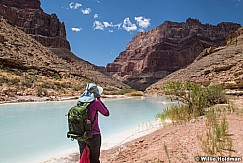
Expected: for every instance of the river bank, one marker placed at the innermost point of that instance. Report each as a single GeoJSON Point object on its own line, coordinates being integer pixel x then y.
{"type": "Point", "coordinates": [19, 99]}
{"type": "Point", "coordinates": [166, 144]}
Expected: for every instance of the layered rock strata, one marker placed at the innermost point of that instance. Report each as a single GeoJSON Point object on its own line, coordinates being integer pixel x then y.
{"type": "Point", "coordinates": [171, 46]}
{"type": "Point", "coordinates": [222, 65]}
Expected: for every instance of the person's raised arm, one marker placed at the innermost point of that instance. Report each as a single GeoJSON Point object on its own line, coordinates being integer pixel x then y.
{"type": "Point", "coordinates": [102, 108]}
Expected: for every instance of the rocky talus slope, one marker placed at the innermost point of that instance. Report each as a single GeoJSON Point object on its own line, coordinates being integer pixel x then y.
{"type": "Point", "coordinates": [214, 65]}
{"type": "Point", "coordinates": [27, 68]}
{"type": "Point", "coordinates": [154, 54]}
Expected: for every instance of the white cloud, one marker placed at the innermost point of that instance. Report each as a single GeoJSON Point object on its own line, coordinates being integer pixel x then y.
{"type": "Point", "coordinates": [118, 26]}
{"type": "Point", "coordinates": [74, 29]}
{"type": "Point", "coordinates": [142, 22]}
{"type": "Point", "coordinates": [98, 25]}
{"type": "Point", "coordinates": [86, 11]}
{"type": "Point", "coordinates": [128, 25]}
{"type": "Point", "coordinates": [110, 30]}
{"type": "Point", "coordinates": [107, 24]}
{"type": "Point", "coordinates": [96, 16]}
{"type": "Point", "coordinates": [75, 6]}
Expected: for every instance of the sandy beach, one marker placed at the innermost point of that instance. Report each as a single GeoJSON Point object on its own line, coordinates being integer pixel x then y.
{"type": "Point", "coordinates": [149, 145]}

· · · ·

> [DIRECTION] Rewrite all the records above with "innermost point" switched to "central point" wherever it occurs, keeping everything else unchanged and omitting the pictures.

> [WORKED ANSWER]
Expected: for every instance of the river bank, one marker placed at the central point of that instance. Report each as a single GeoJSON Point object on its own line, coordinates being integer pixel x then y.
{"type": "Point", "coordinates": [19, 99]}
{"type": "Point", "coordinates": [166, 144]}
Expected: for every instance of the layered rock strata, one marker placed at the central point of that instance. Report each as a single GeoJSON Point object on its own line, coordinates being integer pixel x then y.
{"type": "Point", "coordinates": [171, 46]}
{"type": "Point", "coordinates": [222, 65]}
Expected: for every instance of the person's raised arm, one marker placed at the central point of that instance. Report each as a single GeoJSON Point object on its own line, coordinates being integer pixel x then y.
{"type": "Point", "coordinates": [102, 108]}
Expected: for every instance of the rocky talus slope, one marker placed at the central point of that instance. Report each as a single GeoJSON Point object on its own line, coordinates being integer pixel x then y.
{"type": "Point", "coordinates": [214, 65]}
{"type": "Point", "coordinates": [27, 68]}
{"type": "Point", "coordinates": [154, 54]}
Expected: for every instance of the white cloud, one marker placed at the central point of that instance. Report each as a single GeoJSON Point object on its own line, coordinates being integer pixel x then y.
{"type": "Point", "coordinates": [118, 26]}
{"type": "Point", "coordinates": [74, 29]}
{"type": "Point", "coordinates": [142, 22]}
{"type": "Point", "coordinates": [98, 25]}
{"type": "Point", "coordinates": [86, 11]}
{"type": "Point", "coordinates": [128, 25]}
{"type": "Point", "coordinates": [110, 30]}
{"type": "Point", "coordinates": [107, 24]}
{"type": "Point", "coordinates": [96, 16]}
{"type": "Point", "coordinates": [75, 6]}
Expected: for every instance of the sandy beach, one marker placed at the central point of that instance. Report each as a single GeoJSON Point object on its own line, coordinates being integer pixel x then y.
{"type": "Point", "coordinates": [149, 145]}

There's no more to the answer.